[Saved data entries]
********************

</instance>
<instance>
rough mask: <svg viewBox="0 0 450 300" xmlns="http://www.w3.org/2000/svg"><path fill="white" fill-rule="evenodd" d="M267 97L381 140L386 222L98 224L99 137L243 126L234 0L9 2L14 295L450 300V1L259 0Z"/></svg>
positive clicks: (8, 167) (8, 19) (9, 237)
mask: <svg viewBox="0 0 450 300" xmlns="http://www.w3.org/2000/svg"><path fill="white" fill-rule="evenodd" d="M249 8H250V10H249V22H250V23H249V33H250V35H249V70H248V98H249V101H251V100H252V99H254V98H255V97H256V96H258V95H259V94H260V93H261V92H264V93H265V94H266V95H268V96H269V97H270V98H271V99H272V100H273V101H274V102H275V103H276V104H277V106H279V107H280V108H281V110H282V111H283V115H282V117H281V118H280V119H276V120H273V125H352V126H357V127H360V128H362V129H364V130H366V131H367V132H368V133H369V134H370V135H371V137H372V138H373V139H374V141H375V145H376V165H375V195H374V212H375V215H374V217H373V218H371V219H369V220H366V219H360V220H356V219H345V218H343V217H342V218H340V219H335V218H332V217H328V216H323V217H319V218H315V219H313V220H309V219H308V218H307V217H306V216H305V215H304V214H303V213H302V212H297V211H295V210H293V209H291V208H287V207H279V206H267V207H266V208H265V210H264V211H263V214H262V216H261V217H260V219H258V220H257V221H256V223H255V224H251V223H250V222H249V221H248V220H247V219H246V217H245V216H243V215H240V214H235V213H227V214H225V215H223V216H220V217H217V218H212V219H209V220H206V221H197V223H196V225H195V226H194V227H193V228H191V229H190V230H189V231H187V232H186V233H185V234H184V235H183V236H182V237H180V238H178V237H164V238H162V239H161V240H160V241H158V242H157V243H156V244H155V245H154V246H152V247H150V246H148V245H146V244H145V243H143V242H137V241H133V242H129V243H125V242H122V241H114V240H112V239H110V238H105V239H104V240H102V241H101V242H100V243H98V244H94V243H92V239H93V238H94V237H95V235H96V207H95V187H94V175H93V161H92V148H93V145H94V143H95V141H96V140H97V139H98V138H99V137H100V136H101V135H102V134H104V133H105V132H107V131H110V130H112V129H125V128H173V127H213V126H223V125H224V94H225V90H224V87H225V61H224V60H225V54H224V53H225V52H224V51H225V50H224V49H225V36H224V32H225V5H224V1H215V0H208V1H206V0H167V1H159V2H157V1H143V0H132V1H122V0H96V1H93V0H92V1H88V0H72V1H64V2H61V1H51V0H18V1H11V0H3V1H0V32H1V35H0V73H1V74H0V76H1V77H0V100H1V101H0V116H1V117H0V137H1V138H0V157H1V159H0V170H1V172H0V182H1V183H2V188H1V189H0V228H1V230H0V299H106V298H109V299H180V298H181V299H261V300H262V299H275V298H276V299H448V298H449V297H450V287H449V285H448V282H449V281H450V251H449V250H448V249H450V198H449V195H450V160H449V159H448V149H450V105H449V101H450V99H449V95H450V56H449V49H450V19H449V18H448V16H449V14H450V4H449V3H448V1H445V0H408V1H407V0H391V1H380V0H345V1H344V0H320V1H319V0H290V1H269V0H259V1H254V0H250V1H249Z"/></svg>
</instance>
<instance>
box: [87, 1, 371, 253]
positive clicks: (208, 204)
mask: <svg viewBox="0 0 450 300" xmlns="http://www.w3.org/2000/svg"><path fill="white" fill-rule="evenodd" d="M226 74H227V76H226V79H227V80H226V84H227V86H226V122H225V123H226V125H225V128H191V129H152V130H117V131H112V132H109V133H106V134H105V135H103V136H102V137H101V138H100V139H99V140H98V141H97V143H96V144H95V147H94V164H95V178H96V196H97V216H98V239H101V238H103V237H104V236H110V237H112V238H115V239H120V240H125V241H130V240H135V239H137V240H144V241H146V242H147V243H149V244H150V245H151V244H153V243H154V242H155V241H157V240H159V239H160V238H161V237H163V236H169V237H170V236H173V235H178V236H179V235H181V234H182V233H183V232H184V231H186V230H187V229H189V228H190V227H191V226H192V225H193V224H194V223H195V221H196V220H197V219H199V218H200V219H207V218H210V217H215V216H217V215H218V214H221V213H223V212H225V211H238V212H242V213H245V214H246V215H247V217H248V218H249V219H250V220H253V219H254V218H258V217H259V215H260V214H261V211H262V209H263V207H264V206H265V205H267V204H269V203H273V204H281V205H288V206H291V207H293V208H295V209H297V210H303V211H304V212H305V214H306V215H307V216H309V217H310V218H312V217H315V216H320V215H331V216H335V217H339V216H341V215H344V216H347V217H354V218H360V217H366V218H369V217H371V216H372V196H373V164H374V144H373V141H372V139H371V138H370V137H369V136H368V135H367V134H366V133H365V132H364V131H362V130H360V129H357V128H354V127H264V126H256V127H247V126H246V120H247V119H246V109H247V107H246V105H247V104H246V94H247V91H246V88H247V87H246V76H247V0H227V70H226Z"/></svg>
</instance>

********************

What to work on -> The entries above must be returned in full, exactly as shown.

Task output ->
</instance>
<instance>
rough mask: <svg viewBox="0 0 450 300" xmlns="http://www.w3.org/2000/svg"><path fill="white" fill-rule="evenodd" d="M267 97L381 140L386 222L98 224L99 137L243 126L234 0L9 2L14 295L450 300V1L259 0Z"/></svg>
positive clicks: (8, 167) (8, 19) (9, 237)
mask: <svg viewBox="0 0 450 300" xmlns="http://www.w3.org/2000/svg"><path fill="white" fill-rule="evenodd" d="M249 8H250V10H249V22H250V23H249V33H250V35H249V70H248V98H249V101H251V100H252V99H254V98H255V97H256V96H258V95H259V94H260V93H261V92H264V93H265V94H266V95H268V96H269V97H270V98H271V99H272V100H273V101H274V102H275V103H276V104H277V106H279V107H280V108H281V110H282V111H283V115H282V117H281V118H280V119H276V120H273V125H352V126H357V127H360V128H362V129H364V130H366V131H367V132H368V133H369V134H370V135H371V137H372V138H373V139H374V141H375V145H376V165H375V195H374V212H375V215H374V217H373V218H371V219H369V220H366V219H360V220H356V219H345V218H343V217H342V218H340V219H335V218H332V217H328V216H323V217H319V218H315V219H313V220H309V219H308V218H307V217H306V216H305V215H304V214H303V213H302V212H297V211H295V210H293V209H291V208H287V207H279V206H267V207H266V208H265V210H264V211H263V214H262V216H261V217H260V219H258V220H257V221H256V223H255V224H251V223H250V222H249V221H248V220H247V219H246V217H245V216H243V215H240V214H235V213H227V214H225V215H223V216H220V217H217V218H212V219H209V220H206V221H197V223H196V225H195V226H194V227H193V228H191V229H190V230H189V231H187V232H186V233H185V234H184V235H183V236H182V237H180V238H178V237H164V238H162V239H161V240H160V241H158V242H157V243H156V244H155V245H154V246H152V247H150V246H148V245H146V244H145V243H143V242H137V241H133V242H129V243H125V242H122V241H114V240H112V239H110V238H105V239H104V240H102V241H101V242H100V243H98V244H94V243H92V239H93V238H94V237H95V235H96V207H95V187H94V175H93V161H92V148H93V145H94V143H95V141H96V140H97V139H98V138H99V137H100V136H101V135H102V134H104V133H105V132H107V131H110V130H112V129H125V128H173V127H213V126H223V125H224V94H225V90H224V87H225V61H224V60H225V54H224V53H225V52H224V51H225V50H224V49H225V36H224V32H225V5H224V1H215V0H208V1H206V0H167V1H159V2H157V1H143V0H132V1H122V0H96V1H93V0H92V1H88V0H72V1H64V2H61V1H51V0H18V1H11V0H3V1H0V32H1V35H0V73H1V74H0V76H1V77H0V100H1V101H0V116H1V117H0V137H1V138H0V157H1V159H0V170H1V172H0V182H1V183H2V188H1V189H0V228H1V230H0V299H106V298H109V299H180V298H181V299H261V300H262V299H275V298H276V299H448V298H449V297H450V287H449V285H448V282H449V281H450V251H449V250H448V249H450V198H449V195H450V160H449V159H448V149H450V105H449V101H450V99H449V95H450V56H449V49H450V19H449V18H448V16H449V14H450V4H449V3H448V1H445V0H408V1H407V0H391V1H380V0H345V1H344V0H320V1H319V0H290V1H269V0H259V1H254V0H250V1H249Z"/></svg>
</instance>
<instance>
box: [87, 1, 371, 253]
positive clicks: (208, 204)
mask: <svg viewBox="0 0 450 300" xmlns="http://www.w3.org/2000/svg"><path fill="white" fill-rule="evenodd" d="M226 74H227V76H226V79H227V80H226V84H227V86H226V122H225V123H226V125H225V128H191V129H152V130H117V131H112V132H109V133H106V134H105V135H103V136H102V137H101V138H100V139H99V140H98V141H97V143H96V144H95V147H94V164H95V178H96V196H97V216H98V239H101V238H103V237H104V236H110V237H112V238H115V239H120V240H125V241H130V240H135V239H137V240H144V241H146V242H147V243H149V244H150V245H151V244H153V243H154V242H155V241H157V240H159V239H160V238H161V237H163V236H169V237H170V236H173V235H178V236H179V235H181V234H182V233H183V232H184V231H186V230H187V229H189V228H190V227H191V226H192V225H193V224H194V223H195V221H196V220H197V219H199V218H200V219H207V218H210V217H215V216H217V215H218V214H221V213H223V212H225V211H238V212H242V213H245V214H246V215H247V217H248V218H249V219H250V220H253V219H254V218H258V217H259V215H260V214H261V211H262V209H263V207H264V206H265V205H267V204H269V203H273V204H281V205H288V206H291V207H293V208H295V209H297V210H303V211H304V212H305V214H306V215H307V216H309V217H310V218H312V217H315V216H320V215H331V216H335V217H339V216H341V215H344V216H347V217H354V218H360V217H366V218H369V217H371V216H372V196H373V164H374V144H373V141H372V139H371V138H370V137H369V136H368V135H367V134H366V133H365V132H364V131H362V130H360V129H357V128H354V127H264V126H256V127H247V126H246V120H247V119H246V109H247V107H246V105H247V104H246V94H247V91H246V88H247V87H246V76H247V0H227V70H226Z"/></svg>
</instance>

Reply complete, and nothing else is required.